Instructions to follow:
Convert the data, starting at its first line and ending at the line that contains "pixel 64 82", into a JSON list of strings with one string per line. Skip blank lines and leave the pictures out.

Extracted material:
=======
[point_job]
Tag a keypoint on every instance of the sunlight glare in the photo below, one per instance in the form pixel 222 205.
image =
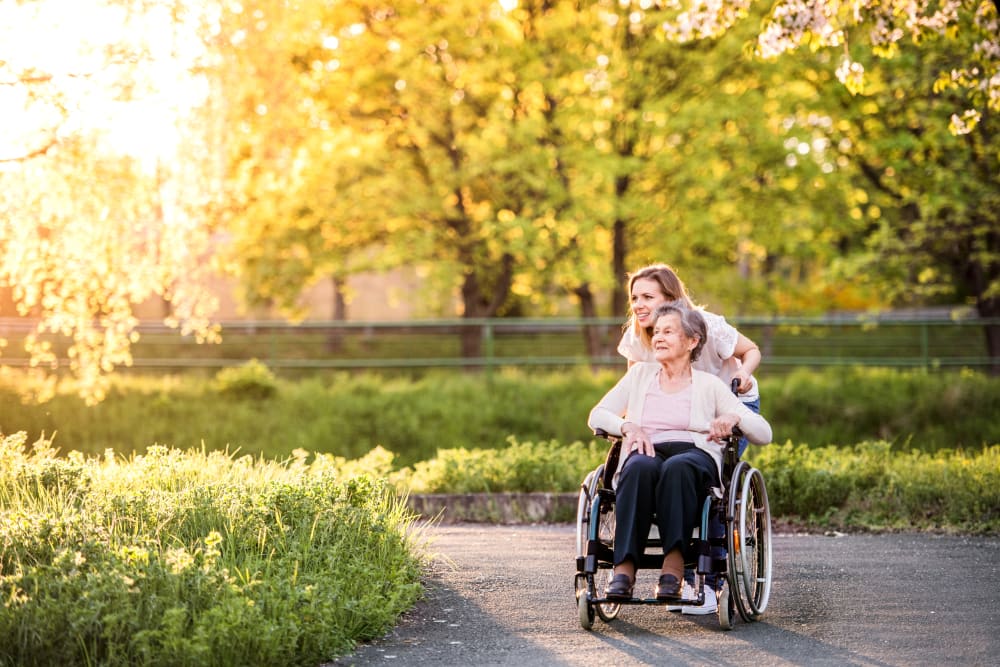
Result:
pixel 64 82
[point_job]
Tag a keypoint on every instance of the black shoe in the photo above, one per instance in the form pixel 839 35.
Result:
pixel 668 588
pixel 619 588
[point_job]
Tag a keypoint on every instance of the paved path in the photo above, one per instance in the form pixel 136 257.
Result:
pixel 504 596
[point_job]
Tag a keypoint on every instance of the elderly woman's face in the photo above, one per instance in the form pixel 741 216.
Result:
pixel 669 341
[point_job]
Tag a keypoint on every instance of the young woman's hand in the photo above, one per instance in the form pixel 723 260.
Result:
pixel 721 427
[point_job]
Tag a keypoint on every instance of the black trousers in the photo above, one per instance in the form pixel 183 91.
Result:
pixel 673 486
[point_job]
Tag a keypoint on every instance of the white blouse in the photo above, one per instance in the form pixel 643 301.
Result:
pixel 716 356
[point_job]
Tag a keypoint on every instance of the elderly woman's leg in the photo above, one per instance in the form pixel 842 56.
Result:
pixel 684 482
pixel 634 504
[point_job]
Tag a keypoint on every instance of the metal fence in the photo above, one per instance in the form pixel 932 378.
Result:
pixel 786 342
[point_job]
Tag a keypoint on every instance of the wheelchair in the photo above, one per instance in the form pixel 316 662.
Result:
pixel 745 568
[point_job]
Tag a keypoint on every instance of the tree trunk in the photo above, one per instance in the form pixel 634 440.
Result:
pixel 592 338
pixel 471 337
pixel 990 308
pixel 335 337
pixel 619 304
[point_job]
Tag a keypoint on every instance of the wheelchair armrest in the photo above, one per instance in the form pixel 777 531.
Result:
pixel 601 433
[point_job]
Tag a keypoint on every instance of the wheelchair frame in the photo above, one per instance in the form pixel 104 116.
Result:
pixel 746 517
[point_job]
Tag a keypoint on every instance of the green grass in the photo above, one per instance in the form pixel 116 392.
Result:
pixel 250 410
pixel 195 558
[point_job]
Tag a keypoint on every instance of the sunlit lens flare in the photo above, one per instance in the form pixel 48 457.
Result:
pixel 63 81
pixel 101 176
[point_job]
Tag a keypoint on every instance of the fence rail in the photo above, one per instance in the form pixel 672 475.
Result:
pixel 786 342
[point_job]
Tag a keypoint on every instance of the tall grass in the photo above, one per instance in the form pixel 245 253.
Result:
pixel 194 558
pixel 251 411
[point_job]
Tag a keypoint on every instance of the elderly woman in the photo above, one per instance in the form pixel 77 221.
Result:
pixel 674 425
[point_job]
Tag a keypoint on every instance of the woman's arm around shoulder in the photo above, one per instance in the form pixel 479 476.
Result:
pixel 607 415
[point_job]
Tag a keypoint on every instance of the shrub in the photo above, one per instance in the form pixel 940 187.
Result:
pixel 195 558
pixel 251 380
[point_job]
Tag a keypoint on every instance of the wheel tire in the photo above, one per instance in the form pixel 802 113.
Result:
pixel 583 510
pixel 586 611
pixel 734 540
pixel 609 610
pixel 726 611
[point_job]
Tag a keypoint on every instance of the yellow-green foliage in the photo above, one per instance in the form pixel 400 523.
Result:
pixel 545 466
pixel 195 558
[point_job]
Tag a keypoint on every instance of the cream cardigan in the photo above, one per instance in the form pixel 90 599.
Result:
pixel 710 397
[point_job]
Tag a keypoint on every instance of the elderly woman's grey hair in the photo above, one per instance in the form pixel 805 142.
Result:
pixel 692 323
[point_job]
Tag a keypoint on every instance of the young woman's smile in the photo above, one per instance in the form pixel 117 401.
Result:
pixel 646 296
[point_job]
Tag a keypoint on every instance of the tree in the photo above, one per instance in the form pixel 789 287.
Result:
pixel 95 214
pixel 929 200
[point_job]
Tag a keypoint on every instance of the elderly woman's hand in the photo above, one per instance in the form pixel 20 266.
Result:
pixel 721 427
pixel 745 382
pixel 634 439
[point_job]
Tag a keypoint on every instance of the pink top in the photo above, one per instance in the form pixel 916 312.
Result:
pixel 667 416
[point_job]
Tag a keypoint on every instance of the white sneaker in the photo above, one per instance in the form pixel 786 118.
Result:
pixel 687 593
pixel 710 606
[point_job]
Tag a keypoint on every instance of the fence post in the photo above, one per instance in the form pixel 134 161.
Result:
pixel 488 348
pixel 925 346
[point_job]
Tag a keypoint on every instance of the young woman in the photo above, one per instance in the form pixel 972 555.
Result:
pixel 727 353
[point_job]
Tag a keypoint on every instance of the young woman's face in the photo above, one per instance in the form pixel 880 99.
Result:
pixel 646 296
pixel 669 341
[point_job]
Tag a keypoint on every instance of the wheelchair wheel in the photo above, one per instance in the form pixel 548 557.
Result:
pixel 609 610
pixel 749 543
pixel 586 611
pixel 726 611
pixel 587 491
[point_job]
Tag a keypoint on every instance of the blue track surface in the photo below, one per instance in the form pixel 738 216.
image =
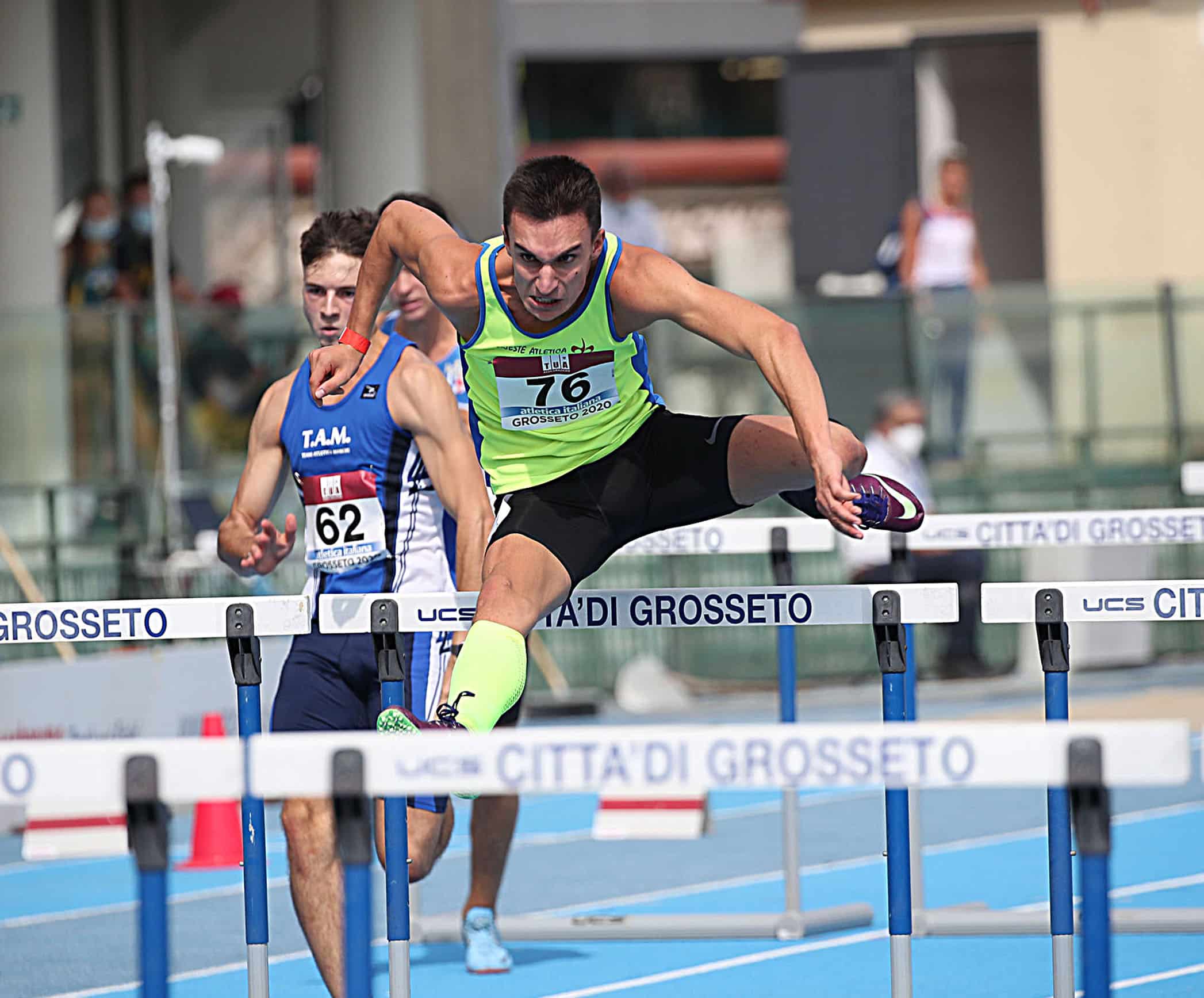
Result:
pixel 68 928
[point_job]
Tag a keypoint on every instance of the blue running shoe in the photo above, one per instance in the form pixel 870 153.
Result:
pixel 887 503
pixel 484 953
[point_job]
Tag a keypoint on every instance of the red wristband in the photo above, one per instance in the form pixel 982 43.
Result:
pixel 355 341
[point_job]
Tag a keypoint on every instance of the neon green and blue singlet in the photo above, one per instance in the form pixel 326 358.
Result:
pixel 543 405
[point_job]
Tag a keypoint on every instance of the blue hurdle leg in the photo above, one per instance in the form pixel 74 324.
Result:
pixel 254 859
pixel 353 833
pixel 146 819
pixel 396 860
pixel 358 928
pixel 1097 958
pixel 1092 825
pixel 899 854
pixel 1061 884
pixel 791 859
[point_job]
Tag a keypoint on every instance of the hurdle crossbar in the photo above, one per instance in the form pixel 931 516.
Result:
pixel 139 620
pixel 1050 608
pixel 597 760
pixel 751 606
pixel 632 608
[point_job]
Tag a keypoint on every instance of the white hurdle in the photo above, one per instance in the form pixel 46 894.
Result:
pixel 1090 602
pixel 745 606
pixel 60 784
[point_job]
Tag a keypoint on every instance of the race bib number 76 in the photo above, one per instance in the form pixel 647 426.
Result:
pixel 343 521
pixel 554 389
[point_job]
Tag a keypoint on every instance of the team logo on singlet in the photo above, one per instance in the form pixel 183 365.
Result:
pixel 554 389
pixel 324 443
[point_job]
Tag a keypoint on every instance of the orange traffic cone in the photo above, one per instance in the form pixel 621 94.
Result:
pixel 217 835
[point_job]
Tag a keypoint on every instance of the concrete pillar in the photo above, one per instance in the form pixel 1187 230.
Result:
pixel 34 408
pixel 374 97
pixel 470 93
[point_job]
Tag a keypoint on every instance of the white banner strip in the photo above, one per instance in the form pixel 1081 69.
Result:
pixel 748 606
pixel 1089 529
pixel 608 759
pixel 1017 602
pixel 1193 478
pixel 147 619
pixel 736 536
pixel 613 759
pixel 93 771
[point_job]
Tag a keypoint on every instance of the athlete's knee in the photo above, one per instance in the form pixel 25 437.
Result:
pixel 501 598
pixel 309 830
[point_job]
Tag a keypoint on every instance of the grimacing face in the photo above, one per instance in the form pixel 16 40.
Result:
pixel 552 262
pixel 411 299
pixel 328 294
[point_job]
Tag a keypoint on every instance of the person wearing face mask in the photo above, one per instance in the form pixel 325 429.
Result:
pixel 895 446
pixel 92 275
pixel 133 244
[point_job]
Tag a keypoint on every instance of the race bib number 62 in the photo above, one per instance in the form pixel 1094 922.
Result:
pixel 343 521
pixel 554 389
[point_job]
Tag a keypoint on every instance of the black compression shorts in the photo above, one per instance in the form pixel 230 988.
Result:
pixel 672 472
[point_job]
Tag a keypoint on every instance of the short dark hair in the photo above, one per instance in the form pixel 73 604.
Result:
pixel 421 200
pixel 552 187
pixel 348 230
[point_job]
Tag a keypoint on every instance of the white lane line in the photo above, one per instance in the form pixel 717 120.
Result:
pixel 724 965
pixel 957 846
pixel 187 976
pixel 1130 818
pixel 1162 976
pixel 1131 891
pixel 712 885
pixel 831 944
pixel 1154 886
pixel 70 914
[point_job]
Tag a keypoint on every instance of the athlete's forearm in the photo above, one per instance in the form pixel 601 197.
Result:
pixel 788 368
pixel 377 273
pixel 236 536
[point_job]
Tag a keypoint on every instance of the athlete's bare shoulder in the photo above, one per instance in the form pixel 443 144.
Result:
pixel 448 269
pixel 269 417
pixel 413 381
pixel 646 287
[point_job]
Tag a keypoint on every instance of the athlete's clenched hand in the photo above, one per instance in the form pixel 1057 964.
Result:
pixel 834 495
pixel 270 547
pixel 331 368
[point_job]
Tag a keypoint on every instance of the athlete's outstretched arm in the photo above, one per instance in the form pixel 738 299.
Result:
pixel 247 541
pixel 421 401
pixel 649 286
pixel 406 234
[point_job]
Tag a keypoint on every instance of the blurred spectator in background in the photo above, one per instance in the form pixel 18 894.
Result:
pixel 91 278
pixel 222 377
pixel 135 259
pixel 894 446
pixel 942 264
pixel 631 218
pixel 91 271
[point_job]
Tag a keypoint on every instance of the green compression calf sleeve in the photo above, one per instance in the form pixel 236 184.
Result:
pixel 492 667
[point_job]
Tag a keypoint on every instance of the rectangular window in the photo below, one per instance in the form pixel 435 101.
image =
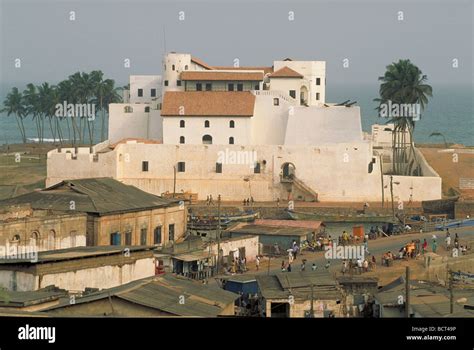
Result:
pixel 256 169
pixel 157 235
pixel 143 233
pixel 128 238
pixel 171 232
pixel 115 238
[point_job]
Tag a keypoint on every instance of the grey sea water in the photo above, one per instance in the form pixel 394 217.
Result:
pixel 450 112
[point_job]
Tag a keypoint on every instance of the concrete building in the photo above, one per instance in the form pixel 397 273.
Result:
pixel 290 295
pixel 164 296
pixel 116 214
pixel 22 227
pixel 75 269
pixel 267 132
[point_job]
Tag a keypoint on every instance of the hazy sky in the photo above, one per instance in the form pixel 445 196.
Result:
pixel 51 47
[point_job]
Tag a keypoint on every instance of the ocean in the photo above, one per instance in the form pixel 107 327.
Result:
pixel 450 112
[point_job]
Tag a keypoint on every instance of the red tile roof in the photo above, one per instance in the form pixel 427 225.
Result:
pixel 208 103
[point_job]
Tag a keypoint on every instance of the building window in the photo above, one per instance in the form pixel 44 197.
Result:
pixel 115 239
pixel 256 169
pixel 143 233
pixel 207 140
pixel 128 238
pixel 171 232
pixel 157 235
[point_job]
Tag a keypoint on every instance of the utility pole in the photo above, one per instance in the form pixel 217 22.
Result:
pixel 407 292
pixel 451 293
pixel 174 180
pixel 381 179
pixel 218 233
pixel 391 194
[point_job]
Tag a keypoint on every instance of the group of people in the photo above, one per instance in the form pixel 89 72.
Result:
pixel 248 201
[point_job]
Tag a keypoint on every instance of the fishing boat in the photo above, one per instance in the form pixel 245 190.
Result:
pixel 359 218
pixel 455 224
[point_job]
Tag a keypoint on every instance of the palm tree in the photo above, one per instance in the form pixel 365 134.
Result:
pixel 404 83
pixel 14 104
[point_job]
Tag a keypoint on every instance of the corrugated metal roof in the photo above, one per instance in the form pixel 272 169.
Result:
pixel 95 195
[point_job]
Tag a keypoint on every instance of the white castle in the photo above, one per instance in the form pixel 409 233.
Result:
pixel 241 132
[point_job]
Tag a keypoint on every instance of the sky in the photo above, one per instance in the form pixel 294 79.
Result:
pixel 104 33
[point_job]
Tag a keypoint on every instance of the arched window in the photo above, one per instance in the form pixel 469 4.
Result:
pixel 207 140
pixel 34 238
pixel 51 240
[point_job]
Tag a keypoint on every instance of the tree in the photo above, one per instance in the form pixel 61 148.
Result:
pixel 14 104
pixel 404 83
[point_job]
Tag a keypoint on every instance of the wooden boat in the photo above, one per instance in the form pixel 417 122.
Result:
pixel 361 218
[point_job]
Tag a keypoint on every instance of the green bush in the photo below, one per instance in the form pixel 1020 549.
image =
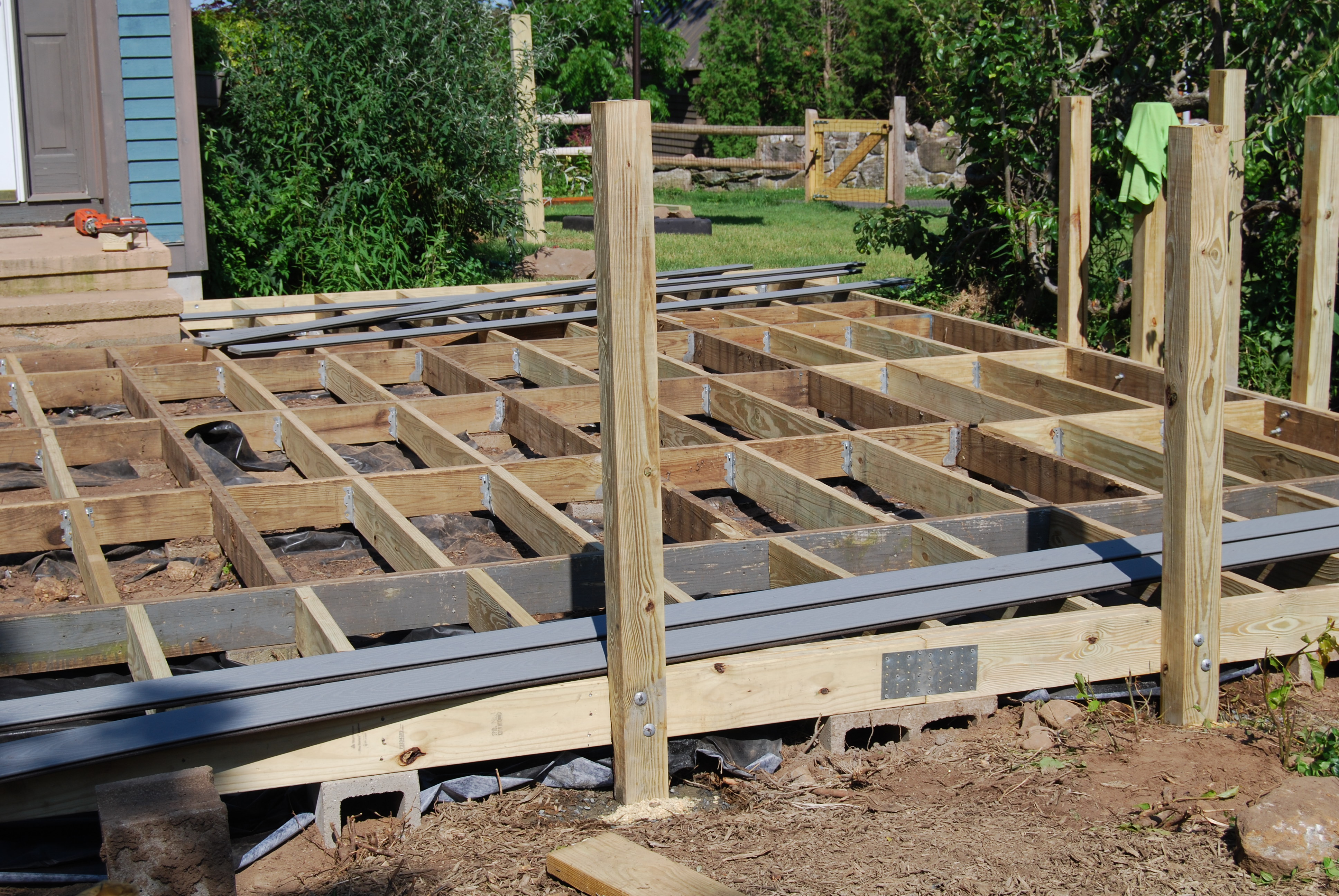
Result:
=======
Solution for this problem:
[
  "[point_job]",
  "Tag a keypoint on every instance of the sunlight glare in the photo below, one per instance in the form pixel 222 205.",
  "image =",
  "Result:",
  "pixel 64 82"
]